YOUR GOAL: From the line that has "Exercise. Find the bird's back" down to the final line of the listing below, transcribe every line exactly, and only those.

MATERIAL FOR THIS EXERCISE:
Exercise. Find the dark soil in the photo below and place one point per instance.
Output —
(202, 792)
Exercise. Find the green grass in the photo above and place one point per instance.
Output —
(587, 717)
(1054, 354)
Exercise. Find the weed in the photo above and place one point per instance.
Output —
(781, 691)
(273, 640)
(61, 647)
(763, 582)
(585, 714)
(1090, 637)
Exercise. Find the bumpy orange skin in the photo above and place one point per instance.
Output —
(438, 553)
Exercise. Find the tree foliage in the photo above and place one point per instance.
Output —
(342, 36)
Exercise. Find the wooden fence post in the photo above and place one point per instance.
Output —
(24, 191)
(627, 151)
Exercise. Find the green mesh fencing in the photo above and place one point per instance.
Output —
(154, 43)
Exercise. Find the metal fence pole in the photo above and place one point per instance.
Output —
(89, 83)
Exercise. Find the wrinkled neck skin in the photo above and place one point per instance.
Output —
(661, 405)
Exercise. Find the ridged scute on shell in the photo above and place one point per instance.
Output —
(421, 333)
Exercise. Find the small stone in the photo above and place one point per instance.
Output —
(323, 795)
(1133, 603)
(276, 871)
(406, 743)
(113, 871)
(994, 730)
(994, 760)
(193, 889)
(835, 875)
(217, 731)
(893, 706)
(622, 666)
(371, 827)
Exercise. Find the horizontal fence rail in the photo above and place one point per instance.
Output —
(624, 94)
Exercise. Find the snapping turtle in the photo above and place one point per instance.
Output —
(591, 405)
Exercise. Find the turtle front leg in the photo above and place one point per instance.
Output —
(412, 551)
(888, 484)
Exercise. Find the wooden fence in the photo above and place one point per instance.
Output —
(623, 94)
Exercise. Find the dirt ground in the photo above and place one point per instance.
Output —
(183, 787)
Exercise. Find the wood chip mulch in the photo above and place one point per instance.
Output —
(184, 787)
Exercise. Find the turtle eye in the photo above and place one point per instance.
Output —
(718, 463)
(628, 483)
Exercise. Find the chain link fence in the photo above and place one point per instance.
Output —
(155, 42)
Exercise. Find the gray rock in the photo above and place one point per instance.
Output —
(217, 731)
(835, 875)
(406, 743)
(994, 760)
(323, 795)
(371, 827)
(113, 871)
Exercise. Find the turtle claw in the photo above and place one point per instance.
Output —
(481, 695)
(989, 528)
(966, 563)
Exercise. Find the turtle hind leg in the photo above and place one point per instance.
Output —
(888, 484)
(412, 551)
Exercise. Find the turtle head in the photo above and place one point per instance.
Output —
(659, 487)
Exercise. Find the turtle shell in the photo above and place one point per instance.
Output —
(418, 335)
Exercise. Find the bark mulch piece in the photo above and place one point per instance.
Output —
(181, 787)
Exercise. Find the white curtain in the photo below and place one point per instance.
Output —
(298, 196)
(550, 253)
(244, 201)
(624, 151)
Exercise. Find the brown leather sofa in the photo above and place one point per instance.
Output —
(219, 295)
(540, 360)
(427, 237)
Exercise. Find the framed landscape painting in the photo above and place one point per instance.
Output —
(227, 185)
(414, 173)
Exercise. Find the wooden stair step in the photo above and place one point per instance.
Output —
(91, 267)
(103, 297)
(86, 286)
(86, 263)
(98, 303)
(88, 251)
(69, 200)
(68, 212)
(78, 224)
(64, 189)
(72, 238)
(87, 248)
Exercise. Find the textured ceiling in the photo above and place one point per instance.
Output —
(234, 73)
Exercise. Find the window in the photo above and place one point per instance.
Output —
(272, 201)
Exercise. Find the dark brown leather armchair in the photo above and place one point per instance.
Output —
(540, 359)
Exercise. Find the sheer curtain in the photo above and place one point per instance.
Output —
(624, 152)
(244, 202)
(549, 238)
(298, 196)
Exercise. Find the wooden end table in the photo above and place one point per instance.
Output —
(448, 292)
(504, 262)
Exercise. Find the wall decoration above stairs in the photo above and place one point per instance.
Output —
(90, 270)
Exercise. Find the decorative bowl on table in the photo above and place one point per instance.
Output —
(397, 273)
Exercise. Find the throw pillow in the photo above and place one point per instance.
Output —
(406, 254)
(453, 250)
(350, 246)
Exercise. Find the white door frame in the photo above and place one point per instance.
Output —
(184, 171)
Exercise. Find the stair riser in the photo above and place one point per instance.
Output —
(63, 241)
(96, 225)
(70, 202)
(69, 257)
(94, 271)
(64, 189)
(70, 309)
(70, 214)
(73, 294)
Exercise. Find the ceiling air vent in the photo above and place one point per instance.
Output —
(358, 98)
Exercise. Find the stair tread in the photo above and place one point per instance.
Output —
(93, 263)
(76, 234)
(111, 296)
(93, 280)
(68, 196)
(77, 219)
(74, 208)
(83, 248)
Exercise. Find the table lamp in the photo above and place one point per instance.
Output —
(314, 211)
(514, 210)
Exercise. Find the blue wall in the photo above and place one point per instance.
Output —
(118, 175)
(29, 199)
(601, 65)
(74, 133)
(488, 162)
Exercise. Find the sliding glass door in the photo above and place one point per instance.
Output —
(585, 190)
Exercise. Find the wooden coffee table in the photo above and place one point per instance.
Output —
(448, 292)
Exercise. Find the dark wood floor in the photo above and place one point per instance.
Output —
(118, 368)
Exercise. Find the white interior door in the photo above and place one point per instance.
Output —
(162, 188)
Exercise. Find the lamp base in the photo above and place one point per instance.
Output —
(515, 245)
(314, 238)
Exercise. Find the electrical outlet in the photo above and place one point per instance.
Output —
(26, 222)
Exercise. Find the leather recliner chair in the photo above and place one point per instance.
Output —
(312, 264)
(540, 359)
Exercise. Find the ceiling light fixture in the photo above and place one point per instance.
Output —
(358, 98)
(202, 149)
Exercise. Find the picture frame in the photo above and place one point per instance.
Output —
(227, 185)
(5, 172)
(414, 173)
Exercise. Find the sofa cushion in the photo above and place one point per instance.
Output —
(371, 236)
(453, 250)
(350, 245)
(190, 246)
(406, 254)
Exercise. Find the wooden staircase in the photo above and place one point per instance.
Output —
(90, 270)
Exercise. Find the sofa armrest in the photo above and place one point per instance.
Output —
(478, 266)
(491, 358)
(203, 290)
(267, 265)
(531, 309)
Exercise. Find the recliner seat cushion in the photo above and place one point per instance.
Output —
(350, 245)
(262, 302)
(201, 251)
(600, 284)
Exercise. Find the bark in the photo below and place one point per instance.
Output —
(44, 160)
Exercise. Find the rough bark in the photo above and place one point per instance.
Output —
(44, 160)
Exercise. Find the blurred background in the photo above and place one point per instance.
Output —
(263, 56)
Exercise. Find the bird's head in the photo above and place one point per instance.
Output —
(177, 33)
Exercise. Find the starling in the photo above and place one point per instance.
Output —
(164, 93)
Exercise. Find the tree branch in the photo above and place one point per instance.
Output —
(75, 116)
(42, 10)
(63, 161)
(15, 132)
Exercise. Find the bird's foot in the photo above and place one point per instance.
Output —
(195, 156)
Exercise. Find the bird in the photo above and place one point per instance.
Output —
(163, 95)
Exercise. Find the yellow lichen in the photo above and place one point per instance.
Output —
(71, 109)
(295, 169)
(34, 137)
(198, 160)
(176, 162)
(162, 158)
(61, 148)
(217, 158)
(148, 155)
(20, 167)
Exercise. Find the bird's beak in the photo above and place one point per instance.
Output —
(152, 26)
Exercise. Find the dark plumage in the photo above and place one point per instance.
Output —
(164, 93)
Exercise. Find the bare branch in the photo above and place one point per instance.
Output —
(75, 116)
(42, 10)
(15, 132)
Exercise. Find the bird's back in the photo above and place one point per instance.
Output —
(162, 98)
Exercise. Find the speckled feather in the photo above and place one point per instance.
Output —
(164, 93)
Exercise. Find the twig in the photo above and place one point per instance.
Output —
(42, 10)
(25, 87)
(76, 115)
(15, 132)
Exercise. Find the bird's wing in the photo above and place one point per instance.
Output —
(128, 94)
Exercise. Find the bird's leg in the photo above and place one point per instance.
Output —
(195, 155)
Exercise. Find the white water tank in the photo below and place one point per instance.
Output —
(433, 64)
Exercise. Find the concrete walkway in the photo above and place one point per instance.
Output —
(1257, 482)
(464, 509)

ANSWER TO THE EXERCISE:
Exercise. Find the bird's back in the photo above and place one point per instance.
Output —
(162, 98)
Exercise. Find the speckled feather in the photo above and place one point per instance.
Output —
(164, 93)
Exercise. Find the twig in the photo above and place one point per instance.
Output —
(42, 10)
(25, 87)
(76, 115)
(15, 132)
Exercise. Find the bird's wing in the photo above and place one point per instance.
Output —
(128, 94)
Exercise. Find the bird's leg in the photo above and place one point per instance.
Output —
(195, 155)
Exercise. Find the white water tank in the photo below and place one point per instance.
Output —
(433, 64)
Exercise. Find the concrete walkway in the photo above and place one point per instance.
Output —
(1257, 482)
(464, 509)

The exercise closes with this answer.